** start **
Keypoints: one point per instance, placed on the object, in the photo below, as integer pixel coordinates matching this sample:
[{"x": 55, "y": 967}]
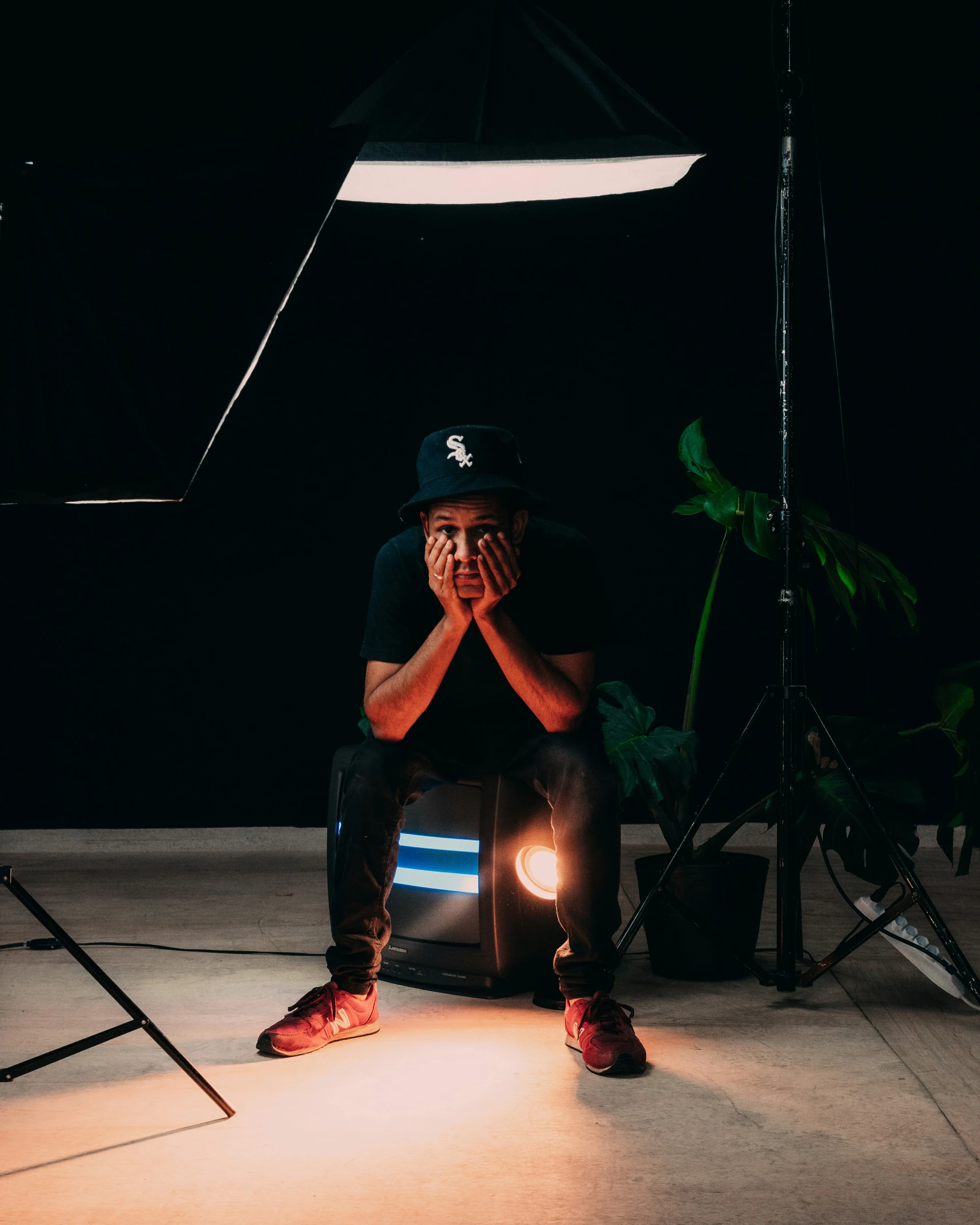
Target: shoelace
[
  {"x": 313, "y": 1001},
  {"x": 608, "y": 1014}
]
** end **
# Problem details:
Reproduce the material above word for word, leaving the picture out of your answer.

# Task answer:
Keypoints: one point per instance, placed on the object, in the photo below, as integer pixel coordinates matching this sample:
[{"x": 55, "y": 967}]
Target: shoelace
[
  {"x": 313, "y": 1001},
  {"x": 608, "y": 1014}
]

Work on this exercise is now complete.